▸ **TO DO**
The full text of the records below, minus any pictures, should be given back word for word.

▸ **DATASET EXCERPTS**
- - - - -

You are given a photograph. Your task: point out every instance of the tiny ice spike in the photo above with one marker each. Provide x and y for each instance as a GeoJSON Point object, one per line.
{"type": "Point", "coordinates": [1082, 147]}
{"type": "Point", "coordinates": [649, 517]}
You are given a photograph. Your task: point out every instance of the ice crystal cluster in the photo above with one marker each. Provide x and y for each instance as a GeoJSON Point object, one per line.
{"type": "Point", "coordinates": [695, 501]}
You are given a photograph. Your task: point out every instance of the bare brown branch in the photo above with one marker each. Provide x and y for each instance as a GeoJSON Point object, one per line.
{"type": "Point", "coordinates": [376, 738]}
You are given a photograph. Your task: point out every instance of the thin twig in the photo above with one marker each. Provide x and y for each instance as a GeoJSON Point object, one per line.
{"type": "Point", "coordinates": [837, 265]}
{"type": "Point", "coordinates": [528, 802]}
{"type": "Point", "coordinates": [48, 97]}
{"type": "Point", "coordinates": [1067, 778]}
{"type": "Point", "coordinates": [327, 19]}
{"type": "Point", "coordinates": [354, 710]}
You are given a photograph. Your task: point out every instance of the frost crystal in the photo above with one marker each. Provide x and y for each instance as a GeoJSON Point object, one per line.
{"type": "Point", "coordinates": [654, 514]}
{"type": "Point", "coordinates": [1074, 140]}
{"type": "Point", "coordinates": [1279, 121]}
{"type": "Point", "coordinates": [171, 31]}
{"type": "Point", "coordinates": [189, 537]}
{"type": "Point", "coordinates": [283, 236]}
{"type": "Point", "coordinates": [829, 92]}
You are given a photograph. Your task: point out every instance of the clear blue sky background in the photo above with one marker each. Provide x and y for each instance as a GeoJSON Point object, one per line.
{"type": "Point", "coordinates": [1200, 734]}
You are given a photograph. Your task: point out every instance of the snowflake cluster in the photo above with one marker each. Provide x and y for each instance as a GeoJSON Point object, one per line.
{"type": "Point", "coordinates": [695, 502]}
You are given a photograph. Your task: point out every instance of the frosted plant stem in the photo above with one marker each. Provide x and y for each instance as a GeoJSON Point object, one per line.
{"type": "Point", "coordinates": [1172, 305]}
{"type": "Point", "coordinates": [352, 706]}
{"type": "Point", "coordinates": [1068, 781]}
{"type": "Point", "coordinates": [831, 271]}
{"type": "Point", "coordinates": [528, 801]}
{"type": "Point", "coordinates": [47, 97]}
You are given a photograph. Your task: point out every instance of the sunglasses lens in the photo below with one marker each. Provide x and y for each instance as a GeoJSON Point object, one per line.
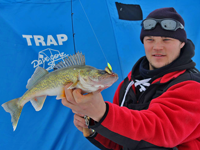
{"type": "Point", "coordinates": [168, 24]}
{"type": "Point", "coordinates": [149, 24]}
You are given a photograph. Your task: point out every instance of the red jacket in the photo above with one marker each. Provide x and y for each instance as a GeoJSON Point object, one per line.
{"type": "Point", "coordinates": [171, 120]}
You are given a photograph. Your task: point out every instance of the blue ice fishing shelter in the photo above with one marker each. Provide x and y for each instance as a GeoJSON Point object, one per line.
{"type": "Point", "coordinates": [41, 32]}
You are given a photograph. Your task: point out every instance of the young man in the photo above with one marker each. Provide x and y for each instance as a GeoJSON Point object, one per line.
{"type": "Point", "coordinates": [157, 107]}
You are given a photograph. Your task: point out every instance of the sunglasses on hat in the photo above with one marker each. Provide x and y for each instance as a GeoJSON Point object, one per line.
{"type": "Point", "coordinates": [167, 24]}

- - - - -

▸ **SOLUTION TO THIS TASK**
You are given a photograph. Your task: point out every instance of the tiny ice spike in the photo above with one marker each. Provide x and y for each instance as a GeoJSON Point object, one per line.
{"type": "Point", "coordinates": [1082, 147]}
{"type": "Point", "coordinates": [649, 517]}
You are given a photograph. Your task: point out every instance of the ice crystal cluster in the photo above with one marker each. Provide x and y for each instance as a GeoJSON Point object, one per line.
{"type": "Point", "coordinates": [695, 501]}
You are given a photograph. Your task: point out every instance of the bare brown branch in the photo above with one marker each. Provide x and y for each instance as a GeoJSON Point object, one per line.
{"type": "Point", "coordinates": [376, 738]}
You are given a photograph. Your task: point out every instance of the thin twig in the photo above with one marker each. Provide x and y for each instance as a GeoJSON Point object, one per line.
{"type": "Point", "coordinates": [837, 265]}
{"type": "Point", "coordinates": [528, 802]}
{"type": "Point", "coordinates": [48, 97]}
{"type": "Point", "coordinates": [1067, 778]}
{"type": "Point", "coordinates": [327, 19]}
{"type": "Point", "coordinates": [354, 710]}
You are given a photograph. Your task: point out every instance of the frost crystal in the photo above with one marker each. Provide x and y for each instance as a GeoJSON Point object, one per line.
{"type": "Point", "coordinates": [654, 514]}
{"type": "Point", "coordinates": [1074, 140]}
{"type": "Point", "coordinates": [1279, 121]}
{"type": "Point", "coordinates": [171, 31]}
{"type": "Point", "coordinates": [189, 537]}
{"type": "Point", "coordinates": [283, 236]}
{"type": "Point", "coordinates": [829, 92]}
You are given a photograph. Your task: point out every instance of the clear blue sky background in the photo above with one marker each. Provide x and y for each instance as a GeoJSON Point object, one per line.
{"type": "Point", "coordinates": [1200, 734]}
You are given a photograph. Your task: point out every instance of the snowflake cluster in the photo above with one marker each. Provide x and y for each instance as a GeoJSON Point object, one per line.
{"type": "Point", "coordinates": [695, 502]}
You are given a photograph. Your task: point out every instance of the frosted plant stem in the photo above with one marker each. Provide x and y for each instance as a GeoJSON Point object, one per line.
{"type": "Point", "coordinates": [1172, 305]}
{"type": "Point", "coordinates": [352, 706]}
{"type": "Point", "coordinates": [1068, 781]}
{"type": "Point", "coordinates": [831, 271]}
{"type": "Point", "coordinates": [528, 801]}
{"type": "Point", "coordinates": [47, 97]}
You are given a photograph. Your task: point out every instance of the sunglasses lens in the photo below with one marker each. Provide x and y for each instance as a GeoJSON Point object, one per line.
{"type": "Point", "coordinates": [168, 24]}
{"type": "Point", "coordinates": [149, 24]}
You are given a photograph. Your task: point out every instance of the red jacket in the photo above with one marker each. Provide x and y for each instance as a GeoJSON Point object, one per line.
{"type": "Point", "coordinates": [171, 120]}
You are given a photograph. Your task: point out every instance of the blue ice fishing shelter in the photo above with one marker each. Provide x and y for each instance as a GeoJSON Point object, one per line.
{"type": "Point", "coordinates": [41, 32]}
You are given a photograph. Your task: point out every instance of the young man in the photo above with one marker each. Provide x and y for each instance as a GeoJSON Point object, one per line.
{"type": "Point", "coordinates": [157, 107]}
You are given a photograph. Your task: point out every instance of the sunglasses on hat in the photo above with one marker each. Provide x and y for each instance as a GeoJSON Point object, one per line.
{"type": "Point", "coordinates": [167, 24]}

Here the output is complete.